Selected text:
# Found juvenile racing homer



## NrvsWrm (Jul 31, 2015)

We found a juvenile pigeon (see pic attached); we think it's a racing homer. No tags. We've been taking care of it for the past five days. It's fairly tame but mostly avoids contact. He started eating by himself today, so he's getting fairly independent. Let us know if you're interested in adopting him! We live in Highland Park, NJ.


----------



## MicheleK (Nov 8, 2013)

No pic. showing


----------



## CBL (May 13, 2014)

Not likey a homer with no bands. Unless a feral mated with a homer and he looks like one.


----------



## NrvsWrm (Jul 31, 2015)

*Photo of the found pigeon youngster*

Here's a photo, taken this evening


----------



## kiddy (Feb 5, 2015)

Are you clicking on the attachment icon and after you browse, do you click on upload? 
The pic you are attaching is actually not reflecting here.


----------



## Maclofts (Dec 14, 2014)

I see the photo! And the owner must have not banded it as a chick because it's definetly a domestic homer


----------



## kiddy (Feb 5, 2015)

Yes now I can see it, I think it was uploaded afterwards. 
I will believe maclofts for the breed tho, I don't have much idea of breeds.


----------



## Skyeking (Jan 17, 2003)

*Thank you for helping this youngster. I will move your thread to the adoption forum. Please keep us updated on the youngster. Thank you.*


----------



## NrvsWrm (Jul 31, 2015)

Hi all! We found a home for the pigeon. One of the racing homer breeders in our state took him in. Thank you for all the support and advice.


----------

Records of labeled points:
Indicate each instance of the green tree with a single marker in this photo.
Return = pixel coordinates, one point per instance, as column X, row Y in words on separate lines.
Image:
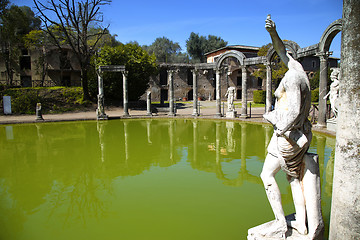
column 138, row 63
column 16, row 22
column 197, row 46
column 74, row 18
column 278, row 67
column 166, row 51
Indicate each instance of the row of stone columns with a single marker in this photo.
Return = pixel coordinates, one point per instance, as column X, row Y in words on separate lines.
column 195, row 93
column 100, row 112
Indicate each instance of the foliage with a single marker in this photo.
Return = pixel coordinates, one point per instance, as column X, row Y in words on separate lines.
column 197, row 46
column 315, row 80
column 54, row 99
column 259, row 96
column 15, row 23
column 166, row 51
column 278, row 67
column 74, row 18
column 139, row 64
column 315, row 95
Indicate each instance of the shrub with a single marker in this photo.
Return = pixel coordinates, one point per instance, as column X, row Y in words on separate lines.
column 315, row 95
column 259, row 96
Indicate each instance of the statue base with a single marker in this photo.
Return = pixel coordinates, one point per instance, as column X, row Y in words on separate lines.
column 291, row 234
column 312, row 194
column 231, row 114
column 331, row 124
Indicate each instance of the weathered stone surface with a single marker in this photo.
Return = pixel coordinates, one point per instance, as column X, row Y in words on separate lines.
column 345, row 207
column 7, row 104
column 287, row 151
column 231, row 114
column 291, row 234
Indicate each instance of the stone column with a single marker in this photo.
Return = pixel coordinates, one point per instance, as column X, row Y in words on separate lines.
column 126, row 142
column 171, row 93
column 171, row 140
column 218, row 94
column 268, row 88
column 195, row 141
column 244, row 92
column 345, row 212
column 217, row 141
column 125, row 94
column 100, row 112
column 322, row 89
column 148, row 103
column 195, row 90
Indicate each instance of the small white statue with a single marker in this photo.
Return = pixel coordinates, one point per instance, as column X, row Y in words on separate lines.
column 334, row 91
column 231, row 95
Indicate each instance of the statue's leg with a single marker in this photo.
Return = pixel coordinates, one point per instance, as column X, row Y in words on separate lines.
column 299, row 203
column 270, row 168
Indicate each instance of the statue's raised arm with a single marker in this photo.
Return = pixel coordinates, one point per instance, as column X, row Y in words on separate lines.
column 277, row 42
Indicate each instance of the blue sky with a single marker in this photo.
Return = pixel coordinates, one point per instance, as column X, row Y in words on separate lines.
column 239, row 22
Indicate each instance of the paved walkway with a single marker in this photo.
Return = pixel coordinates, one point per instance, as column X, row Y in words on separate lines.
column 185, row 110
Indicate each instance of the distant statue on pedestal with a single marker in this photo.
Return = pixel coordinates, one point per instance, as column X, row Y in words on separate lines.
column 231, row 95
column 287, row 150
column 333, row 94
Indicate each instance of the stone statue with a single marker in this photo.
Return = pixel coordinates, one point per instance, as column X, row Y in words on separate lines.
column 288, row 147
column 231, row 94
column 39, row 112
column 334, row 91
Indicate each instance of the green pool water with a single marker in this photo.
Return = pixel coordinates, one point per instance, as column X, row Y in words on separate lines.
column 140, row 179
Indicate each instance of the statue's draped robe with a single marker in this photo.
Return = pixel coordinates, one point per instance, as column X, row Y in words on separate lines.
column 286, row 147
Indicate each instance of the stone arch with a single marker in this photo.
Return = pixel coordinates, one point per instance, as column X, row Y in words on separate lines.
column 291, row 45
column 236, row 54
column 331, row 31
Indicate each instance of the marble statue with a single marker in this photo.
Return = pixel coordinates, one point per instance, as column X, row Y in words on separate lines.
column 333, row 94
column 287, row 150
column 231, row 94
column 39, row 112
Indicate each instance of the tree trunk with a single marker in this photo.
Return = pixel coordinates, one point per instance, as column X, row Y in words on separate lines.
column 85, row 85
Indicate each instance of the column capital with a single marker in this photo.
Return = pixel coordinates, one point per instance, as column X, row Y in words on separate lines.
column 195, row 71
column 323, row 55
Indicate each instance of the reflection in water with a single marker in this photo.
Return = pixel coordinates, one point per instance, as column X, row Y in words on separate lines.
column 148, row 130
column 230, row 137
column 126, row 140
column 195, row 140
column 132, row 179
column 9, row 133
column 100, row 128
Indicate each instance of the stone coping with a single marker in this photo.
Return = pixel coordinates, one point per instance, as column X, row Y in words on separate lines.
column 207, row 112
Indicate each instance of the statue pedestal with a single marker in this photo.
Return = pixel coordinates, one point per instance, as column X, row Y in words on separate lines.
column 331, row 124
column 231, row 114
column 312, row 194
column 291, row 234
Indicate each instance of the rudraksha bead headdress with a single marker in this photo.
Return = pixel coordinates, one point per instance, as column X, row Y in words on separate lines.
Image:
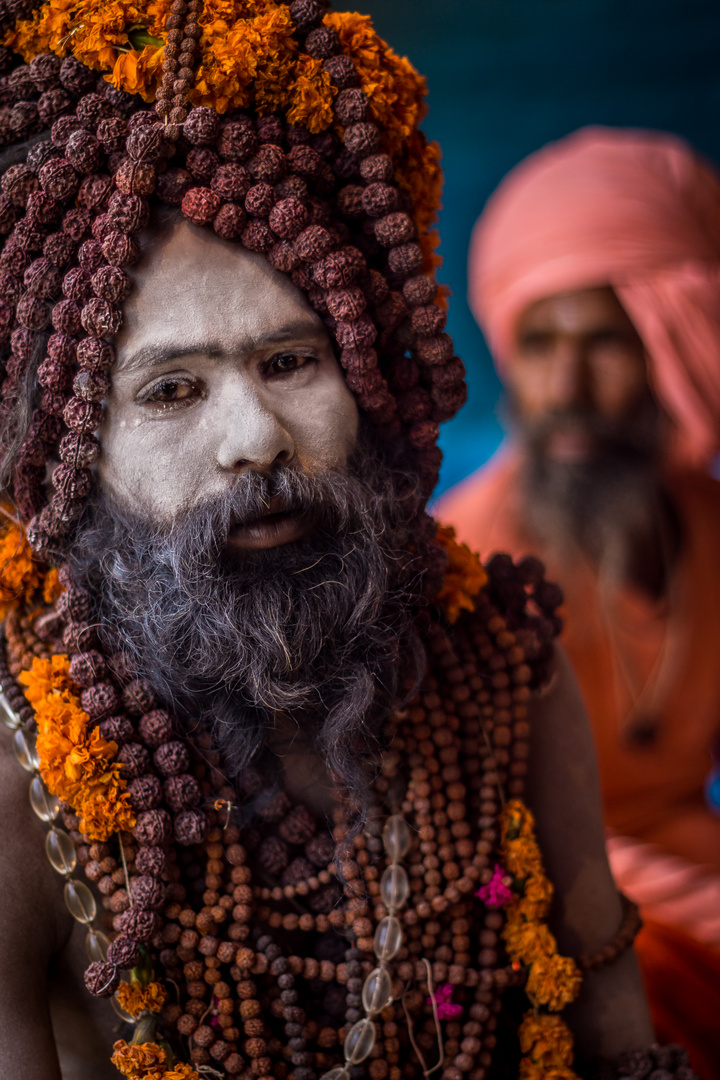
column 286, row 127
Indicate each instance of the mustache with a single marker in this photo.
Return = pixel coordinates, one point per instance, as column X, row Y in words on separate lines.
column 285, row 489
column 637, row 436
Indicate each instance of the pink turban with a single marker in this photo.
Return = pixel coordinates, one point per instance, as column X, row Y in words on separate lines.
column 638, row 211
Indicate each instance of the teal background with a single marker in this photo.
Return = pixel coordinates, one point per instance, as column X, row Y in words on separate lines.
column 506, row 77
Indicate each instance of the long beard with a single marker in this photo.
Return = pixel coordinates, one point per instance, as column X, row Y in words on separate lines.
column 597, row 508
column 321, row 631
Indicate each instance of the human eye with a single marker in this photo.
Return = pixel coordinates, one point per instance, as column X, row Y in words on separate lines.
column 535, row 343
column 171, row 392
column 286, row 363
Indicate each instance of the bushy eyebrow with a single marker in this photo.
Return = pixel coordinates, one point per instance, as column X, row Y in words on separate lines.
column 149, row 356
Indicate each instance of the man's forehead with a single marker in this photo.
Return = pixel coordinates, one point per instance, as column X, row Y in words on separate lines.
column 194, row 292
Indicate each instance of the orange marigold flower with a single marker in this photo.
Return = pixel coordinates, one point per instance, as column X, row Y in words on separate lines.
column 138, row 1060
column 181, row 1071
column 76, row 761
column 136, row 998
column 311, row 96
column 44, row 677
column 21, row 574
column 535, row 901
column 138, row 72
column 463, row 578
column 554, row 982
column 527, row 941
column 105, row 812
column 545, row 1040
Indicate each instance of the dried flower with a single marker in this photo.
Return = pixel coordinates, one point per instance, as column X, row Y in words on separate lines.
column 21, row 574
column 464, row 577
column 446, row 1009
column 76, row 761
column 139, row 1060
column 136, row 998
column 554, row 981
column 498, row 891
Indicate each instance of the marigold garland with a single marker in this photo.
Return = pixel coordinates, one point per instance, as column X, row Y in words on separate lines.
column 76, row 761
column 148, row 1061
column 554, row 981
column 22, row 575
column 250, row 57
column 136, row 998
column 464, row 577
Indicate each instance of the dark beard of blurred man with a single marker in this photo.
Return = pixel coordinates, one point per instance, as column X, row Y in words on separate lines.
column 612, row 505
column 320, row 631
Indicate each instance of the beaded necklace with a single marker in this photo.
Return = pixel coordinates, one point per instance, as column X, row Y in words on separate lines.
column 408, row 923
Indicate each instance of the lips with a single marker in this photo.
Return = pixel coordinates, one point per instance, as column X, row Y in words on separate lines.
column 275, row 527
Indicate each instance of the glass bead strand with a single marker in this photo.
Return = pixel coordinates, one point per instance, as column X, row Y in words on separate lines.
column 59, row 849
column 377, row 993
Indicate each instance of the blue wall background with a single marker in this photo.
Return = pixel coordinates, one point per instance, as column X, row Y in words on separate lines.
column 506, row 77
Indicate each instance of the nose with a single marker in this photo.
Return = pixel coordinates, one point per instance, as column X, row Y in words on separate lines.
column 571, row 377
column 250, row 433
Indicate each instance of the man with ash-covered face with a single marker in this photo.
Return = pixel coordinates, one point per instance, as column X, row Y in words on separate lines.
column 281, row 729
column 595, row 274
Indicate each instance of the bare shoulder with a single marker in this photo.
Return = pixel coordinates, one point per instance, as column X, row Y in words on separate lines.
column 611, row 1014
column 32, row 927
column 564, row 793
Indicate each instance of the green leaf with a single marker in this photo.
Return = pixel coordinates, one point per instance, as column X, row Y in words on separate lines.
column 139, row 37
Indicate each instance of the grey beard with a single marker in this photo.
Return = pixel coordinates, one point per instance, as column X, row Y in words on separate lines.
column 600, row 507
column 321, row 630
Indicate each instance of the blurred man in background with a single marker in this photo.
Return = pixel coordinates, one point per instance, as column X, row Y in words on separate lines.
column 595, row 274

Task to complete:
Reproduce the forum thread about the found pigeon from "# Found juvenile" up to and including "Highland Park, NJ.", changing "juvenile" to "young" at each occurrence.

Written answer:
# Found young racing homer



## NrvsWrm (Jul 31, 2015)

We found a young pigeon (see pic attached); we think it's a racing homer. No tags. We've been taking care of it for the past five days. It's fairly tame but mostly avoids contact. He started eating by himself today, so he's getting fairly independent. Let us know if you're interested in adopting him! We live in Highland Park, NJ.